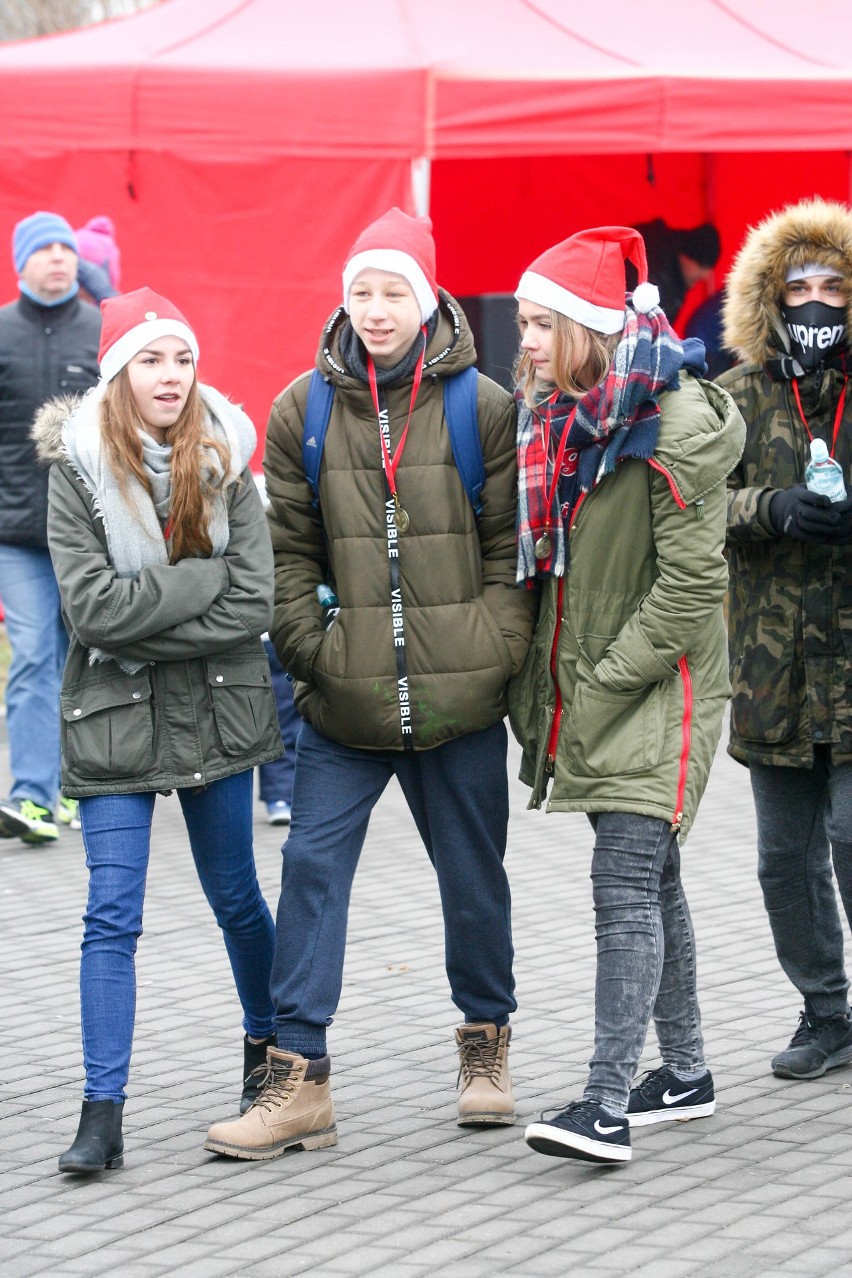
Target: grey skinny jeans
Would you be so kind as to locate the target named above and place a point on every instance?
(805, 823)
(645, 955)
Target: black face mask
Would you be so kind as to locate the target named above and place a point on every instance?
(816, 332)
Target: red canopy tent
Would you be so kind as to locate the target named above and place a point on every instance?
(240, 145)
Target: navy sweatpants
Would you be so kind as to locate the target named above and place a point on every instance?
(459, 798)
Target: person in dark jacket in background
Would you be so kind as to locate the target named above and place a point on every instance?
(677, 260)
(49, 340)
(788, 317)
(165, 568)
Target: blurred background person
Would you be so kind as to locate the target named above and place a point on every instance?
(49, 340)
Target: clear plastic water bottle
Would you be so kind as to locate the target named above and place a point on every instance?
(328, 602)
(823, 473)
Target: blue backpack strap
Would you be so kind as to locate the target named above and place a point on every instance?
(313, 436)
(463, 422)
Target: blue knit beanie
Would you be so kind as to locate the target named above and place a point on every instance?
(37, 231)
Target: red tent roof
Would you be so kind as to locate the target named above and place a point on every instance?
(399, 78)
(240, 145)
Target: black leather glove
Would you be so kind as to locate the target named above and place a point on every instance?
(805, 515)
(842, 532)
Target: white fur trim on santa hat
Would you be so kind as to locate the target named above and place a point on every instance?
(546, 293)
(134, 340)
(397, 262)
(810, 270)
(645, 297)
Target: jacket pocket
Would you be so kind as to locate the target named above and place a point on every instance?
(613, 734)
(764, 679)
(107, 727)
(240, 694)
(497, 637)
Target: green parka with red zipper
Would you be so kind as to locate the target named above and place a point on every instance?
(621, 698)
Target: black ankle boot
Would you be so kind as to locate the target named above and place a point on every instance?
(253, 1062)
(97, 1144)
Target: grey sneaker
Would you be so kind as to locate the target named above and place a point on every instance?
(819, 1044)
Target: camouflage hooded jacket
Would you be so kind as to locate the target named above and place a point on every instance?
(790, 614)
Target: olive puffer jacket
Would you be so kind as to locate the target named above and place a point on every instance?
(635, 630)
(202, 706)
(466, 625)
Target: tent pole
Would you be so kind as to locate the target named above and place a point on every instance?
(420, 184)
(709, 182)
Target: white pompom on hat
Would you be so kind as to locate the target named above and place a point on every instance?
(583, 277)
(403, 246)
(134, 320)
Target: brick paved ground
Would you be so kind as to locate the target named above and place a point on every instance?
(763, 1187)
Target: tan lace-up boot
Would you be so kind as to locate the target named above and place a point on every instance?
(294, 1107)
(486, 1085)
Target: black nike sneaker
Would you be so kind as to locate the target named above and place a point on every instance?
(662, 1097)
(583, 1130)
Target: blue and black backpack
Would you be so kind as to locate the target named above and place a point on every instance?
(463, 422)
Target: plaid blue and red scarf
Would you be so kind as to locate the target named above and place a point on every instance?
(618, 418)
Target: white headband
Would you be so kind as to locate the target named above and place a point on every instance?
(809, 270)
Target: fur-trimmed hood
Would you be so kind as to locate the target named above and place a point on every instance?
(814, 230)
(69, 410)
(47, 427)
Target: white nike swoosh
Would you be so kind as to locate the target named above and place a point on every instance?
(668, 1099)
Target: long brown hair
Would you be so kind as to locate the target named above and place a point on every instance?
(193, 482)
(600, 349)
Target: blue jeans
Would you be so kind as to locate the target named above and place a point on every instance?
(38, 648)
(276, 777)
(645, 955)
(459, 798)
(116, 833)
(805, 823)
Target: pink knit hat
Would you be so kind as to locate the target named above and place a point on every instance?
(96, 243)
(584, 277)
(404, 246)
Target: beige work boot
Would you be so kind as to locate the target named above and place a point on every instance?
(294, 1107)
(486, 1085)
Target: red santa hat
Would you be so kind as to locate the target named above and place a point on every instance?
(584, 277)
(132, 322)
(401, 244)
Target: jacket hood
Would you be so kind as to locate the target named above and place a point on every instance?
(68, 413)
(814, 230)
(450, 350)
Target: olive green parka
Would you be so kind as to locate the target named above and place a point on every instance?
(466, 624)
(202, 706)
(635, 633)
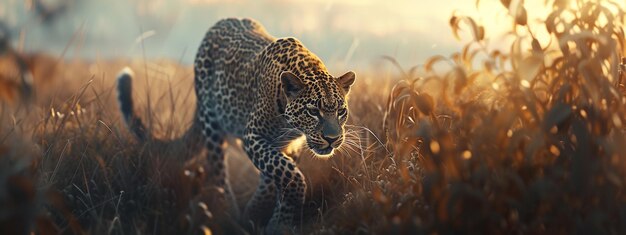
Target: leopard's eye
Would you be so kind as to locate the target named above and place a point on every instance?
(342, 112)
(313, 112)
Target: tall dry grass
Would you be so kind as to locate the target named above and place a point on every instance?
(525, 140)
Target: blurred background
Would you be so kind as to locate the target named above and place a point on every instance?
(351, 34)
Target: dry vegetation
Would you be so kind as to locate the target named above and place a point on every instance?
(529, 140)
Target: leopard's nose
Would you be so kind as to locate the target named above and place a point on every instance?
(331, 139)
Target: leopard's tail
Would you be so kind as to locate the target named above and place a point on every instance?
(125, 100)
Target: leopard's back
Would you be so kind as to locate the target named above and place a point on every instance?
(223, 86)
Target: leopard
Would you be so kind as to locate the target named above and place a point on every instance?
(268, 92)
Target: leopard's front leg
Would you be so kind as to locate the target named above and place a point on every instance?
(286, 177)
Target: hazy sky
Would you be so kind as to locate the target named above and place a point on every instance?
(344, 33)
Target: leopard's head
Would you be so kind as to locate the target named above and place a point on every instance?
(317, 106)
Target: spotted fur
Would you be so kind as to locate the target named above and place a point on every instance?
(267, 92)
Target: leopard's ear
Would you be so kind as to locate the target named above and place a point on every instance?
(346, 81)
(291, 84)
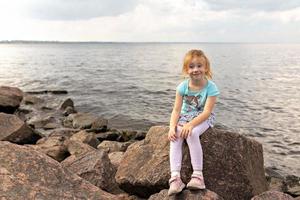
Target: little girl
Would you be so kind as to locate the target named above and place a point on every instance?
(191, 116)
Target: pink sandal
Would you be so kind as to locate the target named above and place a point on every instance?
(196, 183)
(176, 185)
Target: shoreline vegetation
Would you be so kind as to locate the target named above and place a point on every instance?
(49, 150)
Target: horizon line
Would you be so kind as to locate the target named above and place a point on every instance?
(61, 41)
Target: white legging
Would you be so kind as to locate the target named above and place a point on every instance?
(195, 148)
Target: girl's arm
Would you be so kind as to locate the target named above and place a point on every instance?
(176, 111)
(208, 108)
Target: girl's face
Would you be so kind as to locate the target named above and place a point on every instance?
(197, 68)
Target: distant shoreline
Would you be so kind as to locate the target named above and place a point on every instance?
(126, 42)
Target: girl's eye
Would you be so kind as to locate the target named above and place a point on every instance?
(193, 65)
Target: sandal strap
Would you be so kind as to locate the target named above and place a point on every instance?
(198, 177)
(172, 179)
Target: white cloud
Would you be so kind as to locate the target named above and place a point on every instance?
(155, 20)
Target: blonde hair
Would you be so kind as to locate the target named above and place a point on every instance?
(189, 57)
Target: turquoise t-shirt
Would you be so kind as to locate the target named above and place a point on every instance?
(194, 101)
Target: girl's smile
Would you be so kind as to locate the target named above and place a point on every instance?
(197, 69)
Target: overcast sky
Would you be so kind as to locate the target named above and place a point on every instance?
(151, 20)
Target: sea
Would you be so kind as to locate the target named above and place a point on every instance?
(133, 85)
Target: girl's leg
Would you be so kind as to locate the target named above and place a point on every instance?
(195, 146)
(176, 154)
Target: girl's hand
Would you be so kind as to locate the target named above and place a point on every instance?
(172, 134)
(186, 130)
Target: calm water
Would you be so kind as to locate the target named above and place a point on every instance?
(133, 85)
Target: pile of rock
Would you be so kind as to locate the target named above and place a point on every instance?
(50, 151)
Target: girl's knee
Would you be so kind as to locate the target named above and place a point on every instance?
(192, 137)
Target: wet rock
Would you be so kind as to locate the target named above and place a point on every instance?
(31, 99)
(140, 135)
(15, 130)
(231, 163)
(69, 110)
(84, 121)
(112, 146)
(28, 174)
(187, 194)
(95, 167)
(85, 137)
(66, 132)
(100, 123)
(67, 103)
(112, 135)
(43, 122)
(116, 158)
(10, 99)
(275, 180)
(48, 92)
(292, 184)
(76, 149)
(272, 195)
(53, 146)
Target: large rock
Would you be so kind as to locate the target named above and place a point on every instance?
(85, 121)
(76, 149)
(10, 99)
(233, 164)
(28, 174)
(113, 146)
(272, 195)
(95, 167)
(85, 137)
(116, 158)
(53, 146)
(186, 194)
(15, 130)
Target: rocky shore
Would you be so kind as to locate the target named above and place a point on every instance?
(49, 150)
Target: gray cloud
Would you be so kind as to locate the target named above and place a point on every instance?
(77, 9)
(265, 5)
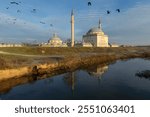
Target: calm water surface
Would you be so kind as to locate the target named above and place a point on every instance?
(114, 81)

- _Set task_: Quote only the lines that start at the line holding "Target: large rock" and end at the last line of the entries, including both of those lines, and omit every picture.

- _Complete response_:
Target: large rock
Would you be so kind as to locate the target named above and place a point on every instance?
(85, 121)
(76, 149)
(10, 99)
(233, 164)
(28, 174)
(113, 146)
(272, 195)
(95, 167)
(85, 137)
(116, 158)
(53, 146)
(186, 194)
(15, 130)
Target: rocky shore
Would you be so kind as to locate the target named above and place a point on every instance?
(49, 150)
Target: gray cloud
Would you be so kind as to locate the target named above and place a point on every instance?
(77, 9)
(265, 5)
Target: calm water surface
Would you be so kind as to locate the target named above and place a point on every instance?
(114, 81)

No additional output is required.